** TEXT EXCERPT **
______

JOSIE: They looked so grown up in their mature outfits. I almost forgot that four (4) episodes ago they were screaming over margs.

MEL: When Jarrod tried to help and she was like “No shush Jarrod you don’t even know what’s going on” – every girl to their oblivious boyfriend when they’re having a bitch and the bf tries to join the zest party. Pipe down and just look pretty, son.

JOSIE: I was also dying over Wais when he was about to offer a champers and was like “whoaaaa it’s Leah, I’m outta here”. She’s had those drunk flinty squint eyes on and Wais knew it was not the time.

MEL: Leah did not need any more liquid courage, nosiree.

JOSIE: Tag yourself I’m Simone’s hopeless attempt at foundation on her chest.

I used some cement I found do you think it’s got a natural finish

MEL: Hahahaha shit. I’m Eden’s attempt at out-Fudge waxing Jake.

I do not think I did this correctly

MEL: When Thomas picked Rachael, someone he has barely spoken to – why are you gunning for Demon #4? Thomas do NOT I am rooting for you mate.

JOSIE: I choked in advance on the burger I was still waiting on. LE GASP. Also, Keira my hero saying what we are all thinking when Leah accepted American Jared’s rose – “BOOOORING”. Keira = the real MVP.

MEL: I literally yelled at the screen when Leah said she’s fucking leaving AGAIN in the promo for next week.

JOSIE: Hahaha so did I. I screamed “FUCK. OFF.”

MEL: Can’t wait to see Leah being a pissbaby and throwing away her undeserved opportunity to stick around in Fiji!

______

** DATA PROVIDED **

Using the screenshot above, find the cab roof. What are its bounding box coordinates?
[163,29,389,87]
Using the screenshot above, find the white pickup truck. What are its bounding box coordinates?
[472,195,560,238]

______

** WORK TO COMPLETE **
1. List every passage in the episode recap that appears inside double quotation marks.
2. Reproduce the part of the episode recap starting at "MEL: When Thomas" and ending at "the real MVP.".
3. In the episode recap, whose rose did Leah accept?

** SOLUTIONS PER TASK **
1.
- “No shush Jarrod you don’t even know what’s going on”
- “whoaaaa it’s Leah, I’m outta here”
- “BOOOORING”
- “FUCK. OFF.”

2.
MEL: When Thomas picked Rachael, someone he has barely spoken to – why are you gunning for Demon #4? Thomas do NOT I am rooting for you mate.

JOSIE: I choked in advance on the burger I was still waiting on. LE GASP. Also, Keira my hero saying what we are all thinking when Leah accepted American Jared’s rose – “BOOOORING”. Keira = the real MVP.

3. American Jared's.